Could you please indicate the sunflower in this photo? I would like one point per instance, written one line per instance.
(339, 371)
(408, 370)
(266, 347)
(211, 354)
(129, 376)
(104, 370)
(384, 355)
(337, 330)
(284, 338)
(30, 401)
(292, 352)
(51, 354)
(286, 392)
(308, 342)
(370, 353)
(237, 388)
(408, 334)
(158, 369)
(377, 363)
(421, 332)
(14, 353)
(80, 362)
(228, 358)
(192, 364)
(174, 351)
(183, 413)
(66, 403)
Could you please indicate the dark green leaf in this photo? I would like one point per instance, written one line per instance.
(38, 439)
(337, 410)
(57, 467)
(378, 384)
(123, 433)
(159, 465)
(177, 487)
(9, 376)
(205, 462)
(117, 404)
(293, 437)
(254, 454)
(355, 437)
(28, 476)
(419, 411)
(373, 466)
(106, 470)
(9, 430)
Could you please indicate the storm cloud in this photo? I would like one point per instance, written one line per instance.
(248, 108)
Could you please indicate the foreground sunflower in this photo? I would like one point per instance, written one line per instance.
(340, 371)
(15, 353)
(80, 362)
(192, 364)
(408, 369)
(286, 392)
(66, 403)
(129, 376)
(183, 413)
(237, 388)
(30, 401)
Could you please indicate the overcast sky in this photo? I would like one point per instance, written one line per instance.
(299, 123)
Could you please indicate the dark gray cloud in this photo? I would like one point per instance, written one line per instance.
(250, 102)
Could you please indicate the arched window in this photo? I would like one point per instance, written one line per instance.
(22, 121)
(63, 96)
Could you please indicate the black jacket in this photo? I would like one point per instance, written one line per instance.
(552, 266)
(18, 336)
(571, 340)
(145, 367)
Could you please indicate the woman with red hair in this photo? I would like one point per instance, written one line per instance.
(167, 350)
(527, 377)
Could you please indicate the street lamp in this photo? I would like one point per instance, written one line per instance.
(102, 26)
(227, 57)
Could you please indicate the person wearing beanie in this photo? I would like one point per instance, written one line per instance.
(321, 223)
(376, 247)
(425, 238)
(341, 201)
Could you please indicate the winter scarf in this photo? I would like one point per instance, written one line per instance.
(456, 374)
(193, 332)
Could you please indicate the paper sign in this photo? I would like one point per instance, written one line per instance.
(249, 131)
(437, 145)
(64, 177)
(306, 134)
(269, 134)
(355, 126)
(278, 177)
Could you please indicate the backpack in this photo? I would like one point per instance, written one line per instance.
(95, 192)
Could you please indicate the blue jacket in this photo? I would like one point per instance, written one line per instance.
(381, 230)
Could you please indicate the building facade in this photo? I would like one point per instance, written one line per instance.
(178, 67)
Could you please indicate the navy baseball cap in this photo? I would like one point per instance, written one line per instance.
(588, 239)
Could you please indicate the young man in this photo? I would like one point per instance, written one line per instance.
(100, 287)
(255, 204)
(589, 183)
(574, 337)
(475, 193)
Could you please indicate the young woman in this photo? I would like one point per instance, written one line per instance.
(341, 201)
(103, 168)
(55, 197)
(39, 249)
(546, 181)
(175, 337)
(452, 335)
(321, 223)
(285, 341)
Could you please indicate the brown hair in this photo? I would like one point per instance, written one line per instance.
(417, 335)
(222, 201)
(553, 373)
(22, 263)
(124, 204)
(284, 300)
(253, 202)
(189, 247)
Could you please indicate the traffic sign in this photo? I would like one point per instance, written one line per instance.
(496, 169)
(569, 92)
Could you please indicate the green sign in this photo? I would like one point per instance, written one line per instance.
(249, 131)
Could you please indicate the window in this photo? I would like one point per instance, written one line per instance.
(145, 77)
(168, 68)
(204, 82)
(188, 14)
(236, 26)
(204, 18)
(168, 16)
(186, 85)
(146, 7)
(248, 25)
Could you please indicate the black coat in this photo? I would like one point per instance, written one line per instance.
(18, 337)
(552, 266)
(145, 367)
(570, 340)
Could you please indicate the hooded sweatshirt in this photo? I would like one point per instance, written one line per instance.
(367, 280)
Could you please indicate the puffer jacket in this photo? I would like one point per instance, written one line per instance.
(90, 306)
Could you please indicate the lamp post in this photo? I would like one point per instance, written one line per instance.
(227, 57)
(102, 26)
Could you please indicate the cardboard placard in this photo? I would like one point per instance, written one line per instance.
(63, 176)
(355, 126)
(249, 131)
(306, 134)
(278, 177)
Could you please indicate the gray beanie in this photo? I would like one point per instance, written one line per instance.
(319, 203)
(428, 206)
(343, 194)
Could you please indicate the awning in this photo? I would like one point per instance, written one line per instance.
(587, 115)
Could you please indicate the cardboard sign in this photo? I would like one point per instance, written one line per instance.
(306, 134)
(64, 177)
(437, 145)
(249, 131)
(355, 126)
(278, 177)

▸ Exercise goal
None of the records may be omitted or altered when they are given again.

▸ Exercise response
Could you please indicate the sunflower in this photo? I would like one point per instance, written one line per instance.
(339, 371)
(408, 370)
(266, 347)
(211, 354)
(129, 376)
(104, 370)
(384, 355)
(337, 330)
(284, 338)
(30, 401)
(292, 352)
(51, 354)
(286, 392)
(308, 342)
(370, 353)
(237, 388)
(408, 334)
(158, 369)
(377, 363)
(421, 332)
(14, 353)
(80, 362)
(228, 358)
(192, 364)
(174, 351)
(183, 413)
(66, 403)
Could you please indicate the dark green leaf in this photo? I would like one point per instance, written one line per instance.
(38, 439)
(337, 410)
(57, 467)
(378, 384)
(123, 433)
(159, 465)
(177, 487)
(9, 376)
(205, 462)
(117, 404)
(293, 437)
(254, 454)
(355, 437)
(28, 476)
(419, 411)
(373, 466)
(106, 470)
(9, 430)
Could you please indicate the storm cloud in this photo? I would like one point per instance, written one line per instance.
(248, 108)
Could you please indicate the foreground sunflower in this photo? I would like one point per instance, written one line per instance.
(340, 371)
(15, 353)
(80, 362)
(192, 364)
(408, 369)
(286, 392)
(66, 403)
(129, 376)
(183, 413)
(237, 388)
(30, 401)
Could you please indicate the overcast sky in this photo? I would like one point per instance, written one line per instance.
(299, 123)
Could you please indicate the dark gray cloud in this photo? I would like one point per instance, written one line per instance.
(250, 102)
Could you please indicate the arched window in this photo? I would like one point per instance, written one line per instance.
(22, 121)
(63, 96)
Could you please indicate the black jacket in this photo? I would like one point per instance, written one line per instance.
(552, 266)
(18, 336)
(571, 340)
(145, 367)
Could you please indicate the woman with red hair in this photo? I would like one point per instance, written one line per instance.
(167, 350)
(527, 377)
Could you please indicate the street lamp in this photo? I would like one point per instance, written one line per instance.
(102, 26)
(227, 57)
Could you please indicate the person wearing beanie in this photo? I would like one point per instance, written one line per instance.
(321, 223)
(376, 247)
(425, 238)
(341, 201)
Could you please indicate the winter scarf in this photo? I would like one point per instance, written one line per instance.
(456, 374)
(193, 332)
Could you please indicate the paper sign in this photo? I would like one point per instance, written one line per instance.
(249, 131)
(437, 145)
(64, 177)
(306, 134)
(269, 134)
(355, 126)
(278, 177)
Could you please indicate the backpack in this photo? I would like one point per instance, written one line per instance.
(95, 192)
Could you please indicate the blue jacket in this photo? I would like one point per instance, written one line per instance.
(381, 230)
Could you please indicate the building facade in this photo? I would like one point per instance, written one line per instance.
(178, 67)
Could you please indicate the navy baseball cap in this photo? I would like one point per instance, written one line per instance.
(588, 239)
Could you please indicate the young man in this photo? I would like one point per instance, written one line per instance.
(100, 287)
(255, 204)
(589, 183)
(574, 337)
(475, 193)
Could you please indicate the young woman in this photo? I would like one point per instance, written one line per instance.
(341, 201)
(103, 168)
(55, 197)
(39, 249)
(546, 181)
(175, 337)
(452, 335)
(321, 223)
(285, 341)
Could you please indicate the brown hair in this photo? I would like one point per instance, written one line per instance.
(417, 335)
(222, 201)
(553, 373)
(22, 263)
(124, 204)
(284, 300)
(253, 202)
(189, 247)
Could you please indicate the traffic sign in this photo? I would like one point per instance, written one line per instance.
(496, 169)
(569, 92)
Could you please indicate the green sign in this photo? I would like one point per instance, written one line per instance.
(249, 131)
Could you please indicate the window in this photo? I would like one point per instance, written one line per instance.
(145, 77)
(168, 68)
(204, 82)
(188, 14)
(236, 26)
(204, 18)
(168, 16)
(186, 85)
(146, 7)
(248, 25)
Could you please indicate the black coat in this photo? I would like one point per instance, written one line per instance.
(18, 337)
(552, 266)
(145, 367)
(570, 340)
Could you please indicate the hooded sweatshirt in this photo? I would like one point per instance, written one line per instance.
(367, 280)
Could you please indicate the puffer jacket in this photo? I would like one point per instance, written one line per instance.
(90, 306)
Could you please indicate the lamp post in this photo? I would like one point per instance, written one line per instance.
(227, 57)
(102, 26)
Could you please indicate the cardboard placard in this photo? I would like one point per instance, written one line per instance.
(63, 176)
(355, 126)
(249, 131)
(306, 134)
(278, 177)
Could you please indicate the gray beanie in this photo? I would like one point per instance, written one line per instance.
(319, 203)
(428, 206)
(343, 194)
Could you please indicate the awning in this photo? I would like one point per instance, written one line per instance.
(587, 115)
Could you please indicate the cardboard sign in this photo? I would like one point per instance, written one line per instance.
(306, 134)
(64, 177)
(437, 145)
(249, 131)
(355, 126)
(278, 177)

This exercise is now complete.